* _THE PROBLEM_
Print the data below exactly, but only the lines from the one containing "Each <instance> block" down to the one containing "box: [317, 276, 363, 281]", inclusive.

* _GIVEN ENTRIES_
--- --- ---
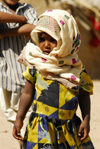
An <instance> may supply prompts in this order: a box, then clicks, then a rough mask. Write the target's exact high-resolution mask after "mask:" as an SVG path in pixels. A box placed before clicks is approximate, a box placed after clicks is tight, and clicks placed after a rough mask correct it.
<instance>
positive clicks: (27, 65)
--- --- ---
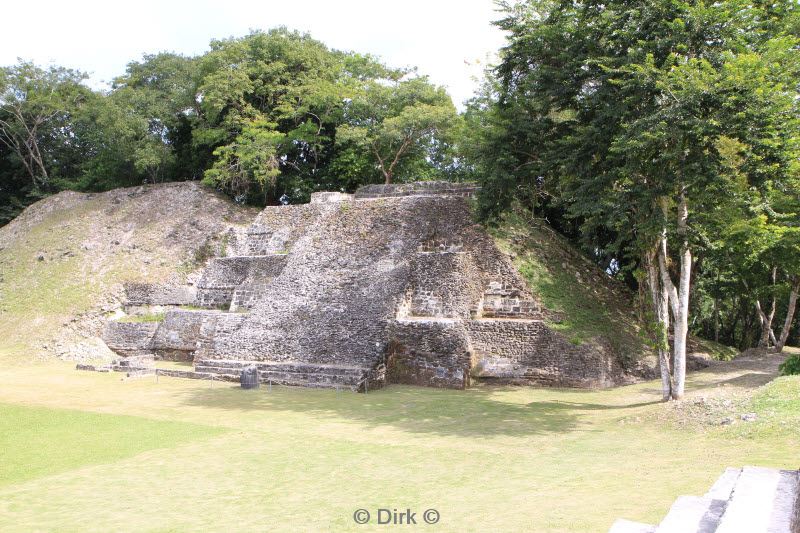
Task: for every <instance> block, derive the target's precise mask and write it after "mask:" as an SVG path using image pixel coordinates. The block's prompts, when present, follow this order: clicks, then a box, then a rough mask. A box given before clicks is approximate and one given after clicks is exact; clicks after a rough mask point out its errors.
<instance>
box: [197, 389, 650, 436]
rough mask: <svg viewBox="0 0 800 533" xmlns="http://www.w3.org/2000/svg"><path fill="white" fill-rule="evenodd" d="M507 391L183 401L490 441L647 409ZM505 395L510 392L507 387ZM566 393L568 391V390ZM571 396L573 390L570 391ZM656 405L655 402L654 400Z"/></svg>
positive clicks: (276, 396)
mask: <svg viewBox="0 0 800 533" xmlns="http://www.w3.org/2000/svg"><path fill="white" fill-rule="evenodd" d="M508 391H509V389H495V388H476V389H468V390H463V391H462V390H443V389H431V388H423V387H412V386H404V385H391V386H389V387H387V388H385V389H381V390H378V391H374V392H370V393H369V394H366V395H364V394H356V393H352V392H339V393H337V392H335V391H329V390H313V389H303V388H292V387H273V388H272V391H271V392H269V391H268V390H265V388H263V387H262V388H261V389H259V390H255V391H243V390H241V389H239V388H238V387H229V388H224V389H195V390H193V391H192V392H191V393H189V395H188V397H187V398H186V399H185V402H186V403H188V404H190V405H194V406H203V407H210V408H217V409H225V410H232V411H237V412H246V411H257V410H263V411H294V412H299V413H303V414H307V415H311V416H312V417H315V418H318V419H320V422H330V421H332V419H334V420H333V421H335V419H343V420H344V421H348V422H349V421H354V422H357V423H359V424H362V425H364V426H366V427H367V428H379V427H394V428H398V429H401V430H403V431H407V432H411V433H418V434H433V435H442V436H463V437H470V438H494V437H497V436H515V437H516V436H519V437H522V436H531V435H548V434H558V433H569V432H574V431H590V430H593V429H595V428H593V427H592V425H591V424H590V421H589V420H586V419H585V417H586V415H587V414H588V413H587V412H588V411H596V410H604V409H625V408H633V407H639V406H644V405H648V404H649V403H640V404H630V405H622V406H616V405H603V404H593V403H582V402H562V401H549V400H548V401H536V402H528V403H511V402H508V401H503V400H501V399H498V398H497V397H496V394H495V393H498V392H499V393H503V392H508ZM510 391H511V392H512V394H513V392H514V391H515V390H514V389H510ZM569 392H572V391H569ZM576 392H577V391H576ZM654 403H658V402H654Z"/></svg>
--- --- ---
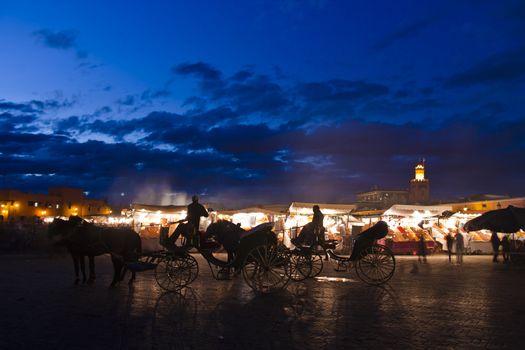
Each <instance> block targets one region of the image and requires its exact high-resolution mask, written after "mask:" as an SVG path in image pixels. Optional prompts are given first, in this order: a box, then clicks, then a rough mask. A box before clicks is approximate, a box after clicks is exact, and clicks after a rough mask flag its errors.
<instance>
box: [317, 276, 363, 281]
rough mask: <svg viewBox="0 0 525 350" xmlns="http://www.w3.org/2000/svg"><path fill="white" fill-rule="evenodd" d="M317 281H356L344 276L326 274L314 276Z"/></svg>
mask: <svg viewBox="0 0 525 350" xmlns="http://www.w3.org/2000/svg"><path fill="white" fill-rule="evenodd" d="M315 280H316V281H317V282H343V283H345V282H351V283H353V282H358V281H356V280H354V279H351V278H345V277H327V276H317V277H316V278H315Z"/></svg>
--- --- ---
* _ANSWER SECTION_
Each <instance> block targets one region of the image and requires its exact high-resolution mask, written after "mask:" as an SVG path in image pixels. Optional prompts are given first, in this order: a box, then clicks, then a rough mask. A box before clicks is approximate, a box after clicks is exact, and clicks after a rough mask flag its errors.
<instance>
box: [317, 276, 363, 281]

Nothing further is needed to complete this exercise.